### Passage for review
────────────────
NEW DELHI (Reuters) – A top Facebook <FB.O> executive in India has filed a police complaint in New Delhi saying she is receiving death threats after a media report said she and the U.S. social network company allegedly favoured Prime Minister Narendra Modi’s ruling party.

Ankhi Das, Facebook’s top public-policy executive in India, in her complaint to Delhi police, as reported by Indian media, said the threats followed a Wall Street Journal (WSJ) report that said she opposed applying Facebook’s hate-speech rules to a politician from Modi’s Bharatiya Janata Party (BJP) and some other Hindu nationalist individuals and groups.

Ankhi Das with Facebook founder Mark Zuckerberg | Facebook: Ankhi Das

Das said that after the WSJ report last week some individuals online had “intentionally vilified” her due to their political affiliations and were engaging in abuse.

“I am extremely disturbed by the relentless harassment meted out to me,” Das said in her police complaint.

A spokesman for the Delhi Police did not respond to requests for comment from Reuters.

Das also did not respond to a request for comment. Facebook in a statement said it takes the safety and security of its employees seriously, but does “not comment on individual employee matters.”
────────────────
### Dataset extract

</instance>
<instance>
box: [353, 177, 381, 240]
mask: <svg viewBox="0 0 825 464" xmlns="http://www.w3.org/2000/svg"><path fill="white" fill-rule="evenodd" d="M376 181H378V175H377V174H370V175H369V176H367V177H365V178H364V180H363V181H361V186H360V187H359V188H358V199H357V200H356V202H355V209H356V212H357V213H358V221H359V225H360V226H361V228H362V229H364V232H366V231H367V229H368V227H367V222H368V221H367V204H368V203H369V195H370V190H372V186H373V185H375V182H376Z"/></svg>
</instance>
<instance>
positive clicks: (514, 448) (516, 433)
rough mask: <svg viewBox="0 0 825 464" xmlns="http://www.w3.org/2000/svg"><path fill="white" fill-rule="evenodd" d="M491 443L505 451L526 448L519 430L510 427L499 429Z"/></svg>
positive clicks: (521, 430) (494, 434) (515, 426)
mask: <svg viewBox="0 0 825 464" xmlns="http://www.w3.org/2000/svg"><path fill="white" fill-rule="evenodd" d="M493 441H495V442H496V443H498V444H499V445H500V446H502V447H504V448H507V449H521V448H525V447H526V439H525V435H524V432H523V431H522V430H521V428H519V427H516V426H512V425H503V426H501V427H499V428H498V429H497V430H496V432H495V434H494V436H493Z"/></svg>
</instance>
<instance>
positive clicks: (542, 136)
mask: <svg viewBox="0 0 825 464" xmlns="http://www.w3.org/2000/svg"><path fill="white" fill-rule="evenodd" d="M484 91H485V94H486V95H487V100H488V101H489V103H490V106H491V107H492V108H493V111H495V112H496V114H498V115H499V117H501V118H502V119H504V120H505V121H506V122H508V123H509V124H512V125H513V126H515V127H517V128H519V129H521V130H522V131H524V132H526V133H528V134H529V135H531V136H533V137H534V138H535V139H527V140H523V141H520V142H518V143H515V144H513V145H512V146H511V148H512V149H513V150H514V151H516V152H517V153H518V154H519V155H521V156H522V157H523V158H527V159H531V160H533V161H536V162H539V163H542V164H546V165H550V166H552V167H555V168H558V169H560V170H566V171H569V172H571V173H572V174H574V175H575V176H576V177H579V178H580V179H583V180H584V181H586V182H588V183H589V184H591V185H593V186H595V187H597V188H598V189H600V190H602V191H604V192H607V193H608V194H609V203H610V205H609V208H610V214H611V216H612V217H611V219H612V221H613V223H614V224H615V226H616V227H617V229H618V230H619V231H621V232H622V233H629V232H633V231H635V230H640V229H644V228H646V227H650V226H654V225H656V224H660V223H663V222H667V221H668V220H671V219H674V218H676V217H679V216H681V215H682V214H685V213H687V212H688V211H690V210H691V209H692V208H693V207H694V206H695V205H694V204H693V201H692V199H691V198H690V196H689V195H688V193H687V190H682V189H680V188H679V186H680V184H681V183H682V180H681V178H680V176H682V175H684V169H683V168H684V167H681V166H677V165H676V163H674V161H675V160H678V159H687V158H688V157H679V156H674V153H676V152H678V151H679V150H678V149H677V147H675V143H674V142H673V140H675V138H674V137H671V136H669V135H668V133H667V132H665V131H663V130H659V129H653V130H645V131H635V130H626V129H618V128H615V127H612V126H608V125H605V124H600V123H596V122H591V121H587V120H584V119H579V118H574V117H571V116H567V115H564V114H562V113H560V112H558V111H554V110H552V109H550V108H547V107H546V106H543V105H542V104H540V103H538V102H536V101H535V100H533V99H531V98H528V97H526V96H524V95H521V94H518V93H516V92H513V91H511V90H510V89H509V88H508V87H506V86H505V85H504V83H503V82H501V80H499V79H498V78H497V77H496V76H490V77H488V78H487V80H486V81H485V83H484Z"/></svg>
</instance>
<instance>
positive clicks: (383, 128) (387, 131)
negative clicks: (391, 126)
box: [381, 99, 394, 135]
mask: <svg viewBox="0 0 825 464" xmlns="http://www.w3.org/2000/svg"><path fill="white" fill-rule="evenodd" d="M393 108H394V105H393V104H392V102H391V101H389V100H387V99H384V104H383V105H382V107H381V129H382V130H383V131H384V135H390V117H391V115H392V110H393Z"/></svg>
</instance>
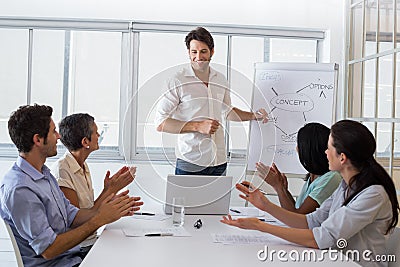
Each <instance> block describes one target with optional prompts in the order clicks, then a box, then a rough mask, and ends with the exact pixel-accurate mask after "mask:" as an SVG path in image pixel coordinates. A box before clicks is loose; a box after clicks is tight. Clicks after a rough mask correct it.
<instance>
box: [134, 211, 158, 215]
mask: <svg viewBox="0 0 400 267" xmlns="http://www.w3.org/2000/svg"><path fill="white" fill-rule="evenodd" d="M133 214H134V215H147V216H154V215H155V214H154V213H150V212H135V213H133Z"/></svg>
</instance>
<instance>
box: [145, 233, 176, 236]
────────────────
### Task set
A - Answer these questions from the news report on the Facebook executive in India, one per line:
(i) Which publication's report does the complaint say the threats followed?
(ii) What did Das say some individuals online had done to her because of their political affiliations?
(iii) What did Facebook say it does not comment on?
B - Reproduce word for word the stretch of the news report from "Das said that" through "comment from Reuters.".
C - According to the news report, why did Ankhi Das file a police complaint in New Delhi? Answer in one to three sentences.

### Answers to the problems
A -
(i) The Wall Street Journal (WSJ)
(ii) They had "intentionally vilified" her and were engaging in abuse.
(iii) Individual employee matters

B -
Das said that after the WSJ report last week some individuals online had “intentionally vilified” her due to their political affiliations and were engaging in abuse.

“I am extremely disturbed by the relentless harassment meted out to me,” Das said in her police complaint.

A spokesman for the Delhi Police did not respond to requests for comment from Reuters.

C - She filed the complaint because she says she is receiving death threats. According to her complaint, the threats followed a Wall Street Journal report saying she opposed applying Facebook's hate-speech rules to a politician from Modi's Bharatiya Janata Party and to some other Hindu nationalist individuals and groups.